## The request
All entries below are to be set down again, identical to the source.

## Provided information
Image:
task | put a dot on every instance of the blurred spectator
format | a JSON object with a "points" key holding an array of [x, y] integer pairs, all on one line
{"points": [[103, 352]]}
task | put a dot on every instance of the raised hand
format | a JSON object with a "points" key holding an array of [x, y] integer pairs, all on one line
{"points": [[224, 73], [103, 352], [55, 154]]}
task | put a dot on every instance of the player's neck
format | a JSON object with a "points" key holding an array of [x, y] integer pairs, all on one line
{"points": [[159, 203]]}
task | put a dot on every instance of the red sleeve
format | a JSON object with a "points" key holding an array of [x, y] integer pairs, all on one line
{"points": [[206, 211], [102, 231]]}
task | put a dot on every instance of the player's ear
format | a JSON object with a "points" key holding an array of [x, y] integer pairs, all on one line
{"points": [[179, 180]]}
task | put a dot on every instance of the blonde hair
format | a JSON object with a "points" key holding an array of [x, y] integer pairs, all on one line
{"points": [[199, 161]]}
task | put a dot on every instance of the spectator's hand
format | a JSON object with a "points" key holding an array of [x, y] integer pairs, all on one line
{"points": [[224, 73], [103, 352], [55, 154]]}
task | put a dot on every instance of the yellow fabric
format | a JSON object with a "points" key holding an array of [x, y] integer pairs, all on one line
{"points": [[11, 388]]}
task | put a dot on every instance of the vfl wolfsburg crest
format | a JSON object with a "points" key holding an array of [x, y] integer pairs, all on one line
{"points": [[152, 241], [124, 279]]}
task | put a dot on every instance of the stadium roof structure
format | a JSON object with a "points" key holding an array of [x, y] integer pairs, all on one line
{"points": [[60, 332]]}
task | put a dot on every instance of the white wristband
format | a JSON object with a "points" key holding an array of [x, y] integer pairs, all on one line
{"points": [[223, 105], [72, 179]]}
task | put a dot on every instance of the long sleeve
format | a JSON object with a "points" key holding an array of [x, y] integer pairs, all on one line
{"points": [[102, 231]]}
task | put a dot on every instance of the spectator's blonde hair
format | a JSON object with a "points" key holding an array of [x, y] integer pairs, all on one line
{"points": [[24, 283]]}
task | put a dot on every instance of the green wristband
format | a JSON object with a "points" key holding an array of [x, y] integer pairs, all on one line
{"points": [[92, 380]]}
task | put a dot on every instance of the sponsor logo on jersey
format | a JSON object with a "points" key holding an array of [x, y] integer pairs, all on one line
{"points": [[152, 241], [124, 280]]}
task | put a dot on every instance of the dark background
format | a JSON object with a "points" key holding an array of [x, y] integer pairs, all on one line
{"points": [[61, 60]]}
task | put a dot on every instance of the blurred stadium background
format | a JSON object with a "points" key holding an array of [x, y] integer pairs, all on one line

## Answer in full
Image:
task | put a dot on every instance of the blurred spectator
format | a JSON object with a "points" key holding an array of [x, y] integer pairs, all on one line
{"points": [[103, 352]]}
task | put a dot on every instance of the raised hand
format | a JSON object with a "points" key holding an array of [x, y] integer pairs, all on one line
{"points": [[224, 73], [103, 352], [55, 154]]}
task | put a dot on every instance of the player's neck
format | a JSON object with a "points" key holding an array of [x, y] integer pairs, all on one line
{"points": [[159, 203]]}
task | put a dot on every instance of the red sleeve
format | a JSON object with a "points" key holding an array of [x, y] integer pairs, all on one line
{"points": [[206, 211], [102, 231]]}
task | put a dot on every instance of the player's ear
format | a JSON object with a "points" key holding an array of [x, y] integer pairs, all on one line
{"points": [[179, 180]]}
task | put a dot on every instance of the blonde hair
format | a JSON object with a "points" key holding an array of [x, y] integer pairs, all on one line
{"points": [[199, 161]]}
task | put a dot on every instance of the spectator's hand
format | a JSON object with a "points" key holding an array of [x, y] integer pairs, all on one line
{"points": [[224, 73], [103, 352], [55, 154]]}
task | put a dot on every instance of the yellow fabric
format | a JSON object with a "points" key holding an array of [x, y] integer pairs, all on one line
{"points": [[11, 388]]}
task | put a dot on every instance of the vfl wolfsburg crest
format | a JSON object with a "points" key holding an array of [x, y] integer pairs, all on one line
{"points": [[152, 241], [124, 279]]}
task | put a dot on every instance of the stadium roof structure
format | a JSON object with a "points" key holding an array of [x, y] integer pairs, all on one line
{"points": [[60, 332]]}
task | put a dot on every instance of the white wristband
format | a JSON object with a "points" key holding an array of [x, y] integer pairs, all on one line
{"points": [[223, 105], [72, 179]]}
task | put a dot on every instance of the long sleeve
format | a JSON object with a "points" key holding an array of [x, y] integer pairs, all on one line
{"points": [[102, 231]]}
task | put a dot on every instance of the spectator's blonde hair
format | a JSON object with a "points" key holding an array of [x, y] integer pairs, all on one line
{"points": [[24, 283]]}
task | put a dot on every instance of the green wristband
format | a JSON object with a "points" key holding an array of [x, y] integer pairs, all on one line
{"points": [[92, 380]]}
task | put a dot on every instance of the sponsor logo on jersey
format | a JSON object with a "points" key holding an array of [x, y] integer pairs, all on one line
{"points": [[152, 241], [124, 280]]}
task | put a dot on every instance of the dark background
format | a JSON object with a "points" key holding an array of [x, y] integer pairs, all on one line
{"points": [[61, 60]]}
task | put a dot on every instance of the blurred stadium background
format | a JSON object with a "points" key holding an array of [x, y] integer pairs, all on one line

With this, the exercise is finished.